#### Written exercise
Repeat the boxing write-up word for word, from "But in round" down to "it was uneventful.".

#### Extract to read
So what the heck happened?  Even at 39, Shane Mosley was expected to be a good opponent for Pacquiao not because he posed a serious threat, but because he’s been known throughout his career as a skilled, exciting boxer with speed and power, and most importantly, liked to trade shots with the other guy.

Instead, this Mosley essentially back-pedaled all night (worse than Cotto in those last few rounds, and Mosley wasn’t even seriously hurt), all the way out of the ring and straight to the bank to collect his cool $5 million bucks for this sham of a fight (Pacquiao got a guaranteed $20 million).  I’m a little angry and very disappointed, because Mosley talked it up and made it seem like he was going to hunt Manny down like Team 6 on Osama.  He exuded confidence because, as he said, Pacquiao likes to trade, and that’s what’s going to give him an opportunity to knock Pacquiao out.  But when the time came, Mosley did jack all.  I gave him the benefit of the doubt before the fight despite his last two performances (against Mayweather and Mora), but he’s a shot fighter.  No doubt about it.  He just can’t pull the trigger anymore.  This wasn’t an Oscar de la Hoya situation where Pacquiao didn’t give him the opportunity to get his punches off.  Mosley just didn’t want to throw.

How the fight unfolded

After a pretty decent undercard which I missed, Mosley entered the ring first with LL Cool J rapping ‘Mama Said Knock You Out’ alongside him (how ironic).  Pacquiao entered next to ‘Eye of the Tiger’, sung live (or lip-synched) by Survivor.  All good up to this point.  Everyone was hyped.  Jamie Foxx sang a song and everyone cheered.

The first round was a ‘feel out’ round where neither guy did much, but Pacquiao clearly won because he at least tried to engage a little.  Mosley just threw a few jabs in the air and kept moving back whenever Pacquiao looked like he might throw a punch.  But at least he was sharp, and I thought perhaps he was sizing Manny up and getting ready to go all out in the next round.

But in round 2 Mosley did more of the same.  Pacquiao turned it up a notch, but not by much.  He did have a couple of brisk moments where the crowd went ‘ooh’ and ‘aah’ from his combinations, but by and large it was uneventful.

Round 3 turned out to be probably the best round of the fight because Pacquiao managed to land a couple of big shots (a left and a right) that put Mosley on his backside.  Mosley got up at about the count of 5, but from the stunned expression on his face and the wobbly legs it looked like he was ready to go.  However, Pacquiao didn’t really go after him with full force and Mosley survived.

If Mosley was tentative up to that point in the fight, after the knockdown, it was much much worse.  I couldn’t believe the bigger guy, the supposedly stronger guy, was running so much.  It was embarrassing to watch, and frustrating for the fans who paid good money to see what they thought would be an action-packed bout.

(Entries pointing to named objects)

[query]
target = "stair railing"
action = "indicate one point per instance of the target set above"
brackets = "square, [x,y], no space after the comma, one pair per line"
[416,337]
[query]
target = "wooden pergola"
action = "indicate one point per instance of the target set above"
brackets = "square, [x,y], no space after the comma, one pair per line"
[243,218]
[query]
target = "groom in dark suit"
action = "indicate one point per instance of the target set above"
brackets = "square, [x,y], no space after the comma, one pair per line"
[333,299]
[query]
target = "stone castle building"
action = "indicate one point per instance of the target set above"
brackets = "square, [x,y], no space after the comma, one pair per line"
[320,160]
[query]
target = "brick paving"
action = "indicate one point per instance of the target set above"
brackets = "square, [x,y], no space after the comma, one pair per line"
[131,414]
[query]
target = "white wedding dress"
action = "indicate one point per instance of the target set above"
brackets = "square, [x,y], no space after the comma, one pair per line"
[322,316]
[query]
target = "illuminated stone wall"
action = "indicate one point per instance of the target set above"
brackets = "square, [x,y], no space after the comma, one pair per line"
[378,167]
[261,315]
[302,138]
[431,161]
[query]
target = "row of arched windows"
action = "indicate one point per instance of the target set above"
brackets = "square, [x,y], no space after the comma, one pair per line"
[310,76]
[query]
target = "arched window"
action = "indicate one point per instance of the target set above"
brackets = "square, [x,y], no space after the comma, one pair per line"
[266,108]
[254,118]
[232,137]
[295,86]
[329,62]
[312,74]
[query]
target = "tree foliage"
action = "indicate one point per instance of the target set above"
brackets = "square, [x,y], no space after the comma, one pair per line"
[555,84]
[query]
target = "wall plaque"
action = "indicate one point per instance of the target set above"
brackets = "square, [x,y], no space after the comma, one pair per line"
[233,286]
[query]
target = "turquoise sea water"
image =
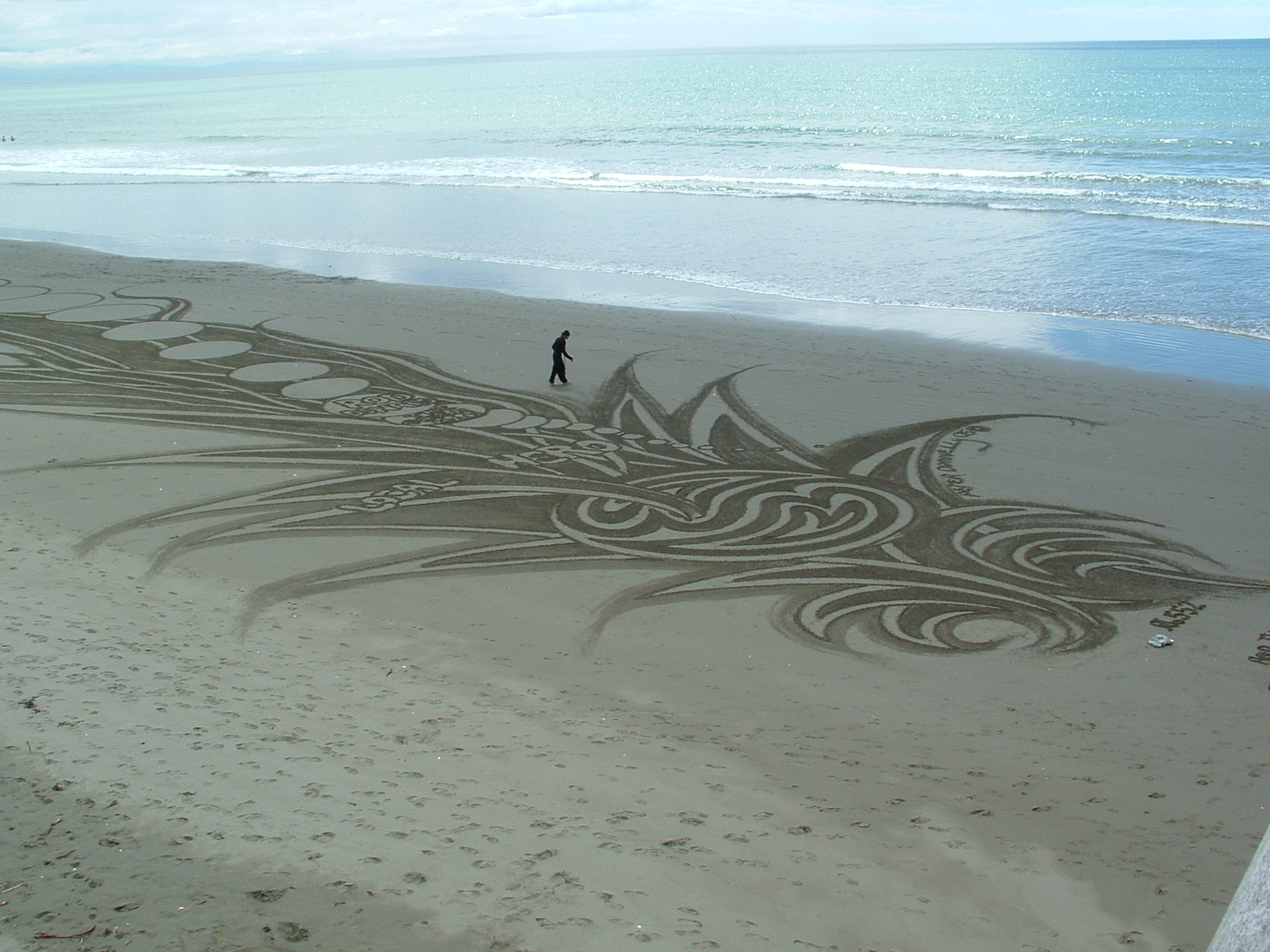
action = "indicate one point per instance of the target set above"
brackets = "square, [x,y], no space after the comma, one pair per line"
[1104,180]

#### Answer to the exercise
But in round 2 Mosley did more of the same.  Pacquiao turned it up a notch, but not by much.  He did have a couple of brisk moments where the crowd went ‘ooh’ and ‘aah’ from his combinations, but by and large it was uneventful.